--- EXTRAIT CHOISI ---

Loin des projecteurs, Simon s'éteint.
Roth nous le livre brut de décoffrage, sans aucune grille d'analyse, se contentant de décrire méticuleusement à quoi se réduit un homme perdu sans lanterne magique pour donner sens et lumière à sa vie.

Deux femmes vont passer dans ce paysage de ruines, allumant les derniers feux d'une rampe à la pente implacable.
Entre meurtre et perversion, les derniers rebondissements de la pièce ne manquent pas de sel même si plane sur l'ensemble une profonde désillusion.
Sombre et sobre roman lancinant aux couleurs de l'hiver.

 




Pour rebondir sur les sujets plombants, rien de tel que l'humour d'un autre Philippe:

"Geluck enfonce le clou" dans une actualité saignante.
Certains dessins dignes de Charlie Hebdo risquent de déclencher les foudres des amateurs de burquas et intégrismes de tous poils.


L'homme arrose au vitriol extrémismes religieux, pédophiles et machos, le tout saupoudré de textes d'humour qu'il qualifie lui-même de "crétin" et autres dessins rafraîchissants (irrésistible gravure d'un troupeau de daims aux grandes oreilles auxquels il demande s'il connaît le Prince Charles...)


Pas un chat ici, si ce n'est en couverture!
Un livre à déguster par petites bouchées, sorte de fourre-tout qui ne manque pas de piquant.



En résumé, des oeuvres singulières, contrastées, aux arômes puissants et fauves: l'automne en littérature.

--- ENTRÉES FOURNIES ---

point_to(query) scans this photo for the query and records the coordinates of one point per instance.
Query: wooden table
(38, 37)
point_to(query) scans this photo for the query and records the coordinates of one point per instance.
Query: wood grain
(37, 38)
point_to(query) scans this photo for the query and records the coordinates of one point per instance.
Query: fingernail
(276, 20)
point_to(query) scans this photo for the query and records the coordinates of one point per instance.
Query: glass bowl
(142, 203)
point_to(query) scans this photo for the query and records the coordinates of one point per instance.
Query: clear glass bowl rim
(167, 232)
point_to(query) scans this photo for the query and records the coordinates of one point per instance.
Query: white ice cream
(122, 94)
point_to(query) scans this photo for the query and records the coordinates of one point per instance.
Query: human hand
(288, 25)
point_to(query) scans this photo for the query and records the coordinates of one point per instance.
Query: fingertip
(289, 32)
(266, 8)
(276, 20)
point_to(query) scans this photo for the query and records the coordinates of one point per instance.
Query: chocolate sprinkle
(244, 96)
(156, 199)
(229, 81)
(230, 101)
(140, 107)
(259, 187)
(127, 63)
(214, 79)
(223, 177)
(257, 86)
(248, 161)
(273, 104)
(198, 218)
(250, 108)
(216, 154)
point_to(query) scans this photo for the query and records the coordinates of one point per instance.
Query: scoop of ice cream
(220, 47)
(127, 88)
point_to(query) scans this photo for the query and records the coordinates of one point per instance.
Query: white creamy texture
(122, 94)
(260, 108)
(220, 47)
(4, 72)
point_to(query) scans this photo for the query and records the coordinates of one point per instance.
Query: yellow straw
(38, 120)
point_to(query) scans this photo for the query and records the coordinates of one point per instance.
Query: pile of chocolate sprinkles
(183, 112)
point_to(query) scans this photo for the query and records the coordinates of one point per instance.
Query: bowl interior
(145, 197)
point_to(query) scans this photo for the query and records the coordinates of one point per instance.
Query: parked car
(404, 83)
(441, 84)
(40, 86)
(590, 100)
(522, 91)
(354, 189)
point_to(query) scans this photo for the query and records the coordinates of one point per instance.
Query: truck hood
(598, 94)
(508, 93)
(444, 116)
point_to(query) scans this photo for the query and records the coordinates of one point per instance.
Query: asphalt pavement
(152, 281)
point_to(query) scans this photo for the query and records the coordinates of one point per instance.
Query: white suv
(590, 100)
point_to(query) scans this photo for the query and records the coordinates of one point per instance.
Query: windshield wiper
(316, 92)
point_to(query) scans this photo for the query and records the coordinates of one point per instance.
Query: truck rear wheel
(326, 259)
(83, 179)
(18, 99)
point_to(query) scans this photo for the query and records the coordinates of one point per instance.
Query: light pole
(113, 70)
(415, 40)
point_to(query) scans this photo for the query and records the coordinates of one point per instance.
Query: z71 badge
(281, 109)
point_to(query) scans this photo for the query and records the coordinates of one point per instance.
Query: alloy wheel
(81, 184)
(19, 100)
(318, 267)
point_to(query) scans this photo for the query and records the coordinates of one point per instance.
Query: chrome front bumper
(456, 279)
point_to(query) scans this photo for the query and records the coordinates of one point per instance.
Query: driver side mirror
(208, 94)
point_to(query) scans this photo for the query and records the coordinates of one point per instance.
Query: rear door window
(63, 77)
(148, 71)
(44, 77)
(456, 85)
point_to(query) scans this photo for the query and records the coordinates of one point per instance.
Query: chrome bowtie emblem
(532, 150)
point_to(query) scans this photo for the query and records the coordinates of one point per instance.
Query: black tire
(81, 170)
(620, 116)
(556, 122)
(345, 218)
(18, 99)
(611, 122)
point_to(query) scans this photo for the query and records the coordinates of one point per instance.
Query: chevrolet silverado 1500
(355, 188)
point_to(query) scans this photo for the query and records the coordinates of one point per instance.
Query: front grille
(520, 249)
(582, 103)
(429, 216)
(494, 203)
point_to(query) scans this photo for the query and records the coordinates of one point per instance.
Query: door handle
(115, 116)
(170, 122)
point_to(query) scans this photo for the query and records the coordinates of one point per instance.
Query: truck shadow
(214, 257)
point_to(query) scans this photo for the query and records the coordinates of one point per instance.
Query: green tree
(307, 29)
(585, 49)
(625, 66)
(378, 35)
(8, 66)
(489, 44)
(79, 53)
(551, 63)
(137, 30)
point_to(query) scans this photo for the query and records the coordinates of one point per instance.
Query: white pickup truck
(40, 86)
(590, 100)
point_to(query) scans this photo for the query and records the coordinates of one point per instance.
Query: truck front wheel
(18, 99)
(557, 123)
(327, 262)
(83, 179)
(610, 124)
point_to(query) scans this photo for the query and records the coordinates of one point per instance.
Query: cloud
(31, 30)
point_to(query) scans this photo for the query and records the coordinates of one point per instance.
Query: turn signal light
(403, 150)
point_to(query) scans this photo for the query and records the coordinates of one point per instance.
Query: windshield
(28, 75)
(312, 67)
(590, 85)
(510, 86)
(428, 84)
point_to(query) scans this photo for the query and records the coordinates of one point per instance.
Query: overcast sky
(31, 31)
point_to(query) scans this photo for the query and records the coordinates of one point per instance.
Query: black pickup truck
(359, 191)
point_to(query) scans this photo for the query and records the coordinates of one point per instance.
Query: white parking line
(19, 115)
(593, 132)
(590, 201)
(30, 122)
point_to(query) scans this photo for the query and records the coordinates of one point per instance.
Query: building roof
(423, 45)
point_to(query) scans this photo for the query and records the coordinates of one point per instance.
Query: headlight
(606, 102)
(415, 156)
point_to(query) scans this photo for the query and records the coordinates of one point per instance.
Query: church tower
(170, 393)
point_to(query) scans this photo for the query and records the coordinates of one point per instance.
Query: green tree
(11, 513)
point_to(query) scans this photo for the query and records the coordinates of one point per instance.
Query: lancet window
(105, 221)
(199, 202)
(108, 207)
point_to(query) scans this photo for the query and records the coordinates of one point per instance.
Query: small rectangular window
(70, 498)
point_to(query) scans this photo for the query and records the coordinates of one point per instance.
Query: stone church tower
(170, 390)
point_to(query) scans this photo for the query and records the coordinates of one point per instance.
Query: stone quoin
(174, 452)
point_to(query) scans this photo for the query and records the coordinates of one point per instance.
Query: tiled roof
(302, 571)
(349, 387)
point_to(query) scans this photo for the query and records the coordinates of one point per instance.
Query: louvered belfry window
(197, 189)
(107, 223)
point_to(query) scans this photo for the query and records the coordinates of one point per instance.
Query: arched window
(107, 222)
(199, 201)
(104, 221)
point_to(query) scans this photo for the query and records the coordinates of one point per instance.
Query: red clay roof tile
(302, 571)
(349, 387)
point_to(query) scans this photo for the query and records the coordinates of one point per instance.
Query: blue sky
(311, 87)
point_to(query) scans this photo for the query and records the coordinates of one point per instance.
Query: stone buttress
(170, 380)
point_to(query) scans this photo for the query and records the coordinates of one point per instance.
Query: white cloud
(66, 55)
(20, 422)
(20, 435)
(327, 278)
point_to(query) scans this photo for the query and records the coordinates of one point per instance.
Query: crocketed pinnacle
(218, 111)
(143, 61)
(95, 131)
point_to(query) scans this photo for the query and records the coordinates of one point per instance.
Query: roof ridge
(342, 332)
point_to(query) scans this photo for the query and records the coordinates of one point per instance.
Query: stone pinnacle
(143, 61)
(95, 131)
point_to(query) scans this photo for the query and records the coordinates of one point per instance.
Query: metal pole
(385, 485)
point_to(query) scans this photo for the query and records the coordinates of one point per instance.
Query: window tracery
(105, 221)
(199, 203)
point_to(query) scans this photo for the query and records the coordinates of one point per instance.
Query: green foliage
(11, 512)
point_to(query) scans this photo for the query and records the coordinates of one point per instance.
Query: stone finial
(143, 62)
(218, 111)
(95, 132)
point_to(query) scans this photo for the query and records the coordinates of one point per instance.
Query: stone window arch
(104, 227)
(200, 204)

---

TRAVAIL DEMANDÉ:
a - Selon la dernière phrase de l'extrait, à quelle saison ces œuvres sont-elles associées ?
b - Relevez chaque ligne des entrées qui contient la chaîne « black », en respectant la casse.

RÉPONSES ATTENDUES:
a - À l'automne.

b -
Query: black tire
Query: black pickup truck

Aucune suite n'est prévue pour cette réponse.